• _EXTRACT PROVIDED_
▬▬▬▬▬▬

Update the <code>API_KEY</code> and <code>RESOURCE_ENDPOINT</code> associated to your resource. These can be found by navigating to Azure OpenAI service in the Azure Portal. They will be under the `Keys and Endpoints`

This will print the available models that are deployed in the corresponding Azure OpenAI Resource. Ensure that there's a `text-search-curie-doc-001` and `text-search-curie-query-001` model available. Please note if they have different names under the <code>id</code> parameter.

In [47]:
import openai
import re
import requests
import pandas as pd
from openai.embeddings_utils import get_embedding, cosine_similarity
from transformers import GPT2TokenizerFast

API_KEY = ""
RESOURCE_ENDPOINT = "" 

openai.api_type = "azure"
openai.api_key = API_KEY
openai.api_base = RESOURCE_ENDPOINT
openai.api_version = "2022-12-01"

url = openai.api_base + "/openai/deployments?api-version=2022-12-01"

r = requests.get(url, headers={"api-key": API_KEY})

print(r.text)

▬▬▬▬▬▬

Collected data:
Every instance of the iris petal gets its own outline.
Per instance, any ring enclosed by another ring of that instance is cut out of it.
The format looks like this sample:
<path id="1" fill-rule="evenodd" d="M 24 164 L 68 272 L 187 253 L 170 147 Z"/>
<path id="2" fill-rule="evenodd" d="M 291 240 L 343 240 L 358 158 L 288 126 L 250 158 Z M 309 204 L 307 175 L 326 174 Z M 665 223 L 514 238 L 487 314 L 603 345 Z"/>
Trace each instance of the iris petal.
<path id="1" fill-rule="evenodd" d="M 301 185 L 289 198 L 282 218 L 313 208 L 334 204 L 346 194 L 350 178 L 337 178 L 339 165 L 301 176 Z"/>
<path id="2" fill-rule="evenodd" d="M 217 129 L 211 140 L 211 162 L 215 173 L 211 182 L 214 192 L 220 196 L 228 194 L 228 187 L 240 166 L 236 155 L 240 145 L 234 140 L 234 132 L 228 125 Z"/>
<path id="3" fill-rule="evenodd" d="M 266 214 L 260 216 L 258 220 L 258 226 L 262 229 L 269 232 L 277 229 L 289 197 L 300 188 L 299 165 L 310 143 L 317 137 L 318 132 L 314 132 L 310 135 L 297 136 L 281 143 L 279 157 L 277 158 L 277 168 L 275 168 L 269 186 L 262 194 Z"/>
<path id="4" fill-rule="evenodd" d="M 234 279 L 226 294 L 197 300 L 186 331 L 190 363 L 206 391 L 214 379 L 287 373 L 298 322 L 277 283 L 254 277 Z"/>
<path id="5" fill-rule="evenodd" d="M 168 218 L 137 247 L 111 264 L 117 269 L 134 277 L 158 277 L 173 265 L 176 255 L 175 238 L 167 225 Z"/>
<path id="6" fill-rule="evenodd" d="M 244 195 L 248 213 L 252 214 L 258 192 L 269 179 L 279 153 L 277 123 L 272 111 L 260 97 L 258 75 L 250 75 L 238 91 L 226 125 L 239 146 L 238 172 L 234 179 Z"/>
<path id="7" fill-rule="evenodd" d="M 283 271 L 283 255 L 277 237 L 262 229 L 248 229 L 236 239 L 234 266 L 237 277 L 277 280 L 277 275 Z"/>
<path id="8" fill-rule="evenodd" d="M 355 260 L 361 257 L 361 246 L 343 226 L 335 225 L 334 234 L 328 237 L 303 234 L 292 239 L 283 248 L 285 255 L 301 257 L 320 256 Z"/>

▬▬▬▬▬▬

• _TASK INSTRUCTIONS_
**a.** According to the Azure OpenAI setup excerpt, why does the code send a request to the deployments URL and print the result? Answer in one to three sentences.
**b.** Return everything in the Azure OpenAI setup excerpt from "Update the <code>API_KEY</code>" down to "the <code>id</code> parameter.".
Use only the text when working on these tasks.

• _EXERCISE RESULTS_
**a.** The request prints the models deployed in the corresponding Azure OpenAI resource. That output is used to make sure the `text-search-curie-doc-001` and `text-search-curie-query-001` models are available. It also shows whether they have different names under the `id` parameter.

**b.**
Update the <code>API_KEY</code> and <code>RESOURCE_ENDPOINT</code> associated to your resource. These can be found by navigating to Azure OpenAI service in the Azure Portal. They will be under the `Keys and Endpoints`

This will print the available models that are deployed in the corresponding Azure OpenAI Resource. Ensure that there's a `text-search-curie-doc-001` and `text-search-curie-query-001` model available. Please note if they have different names under the <code>id</code> parameter.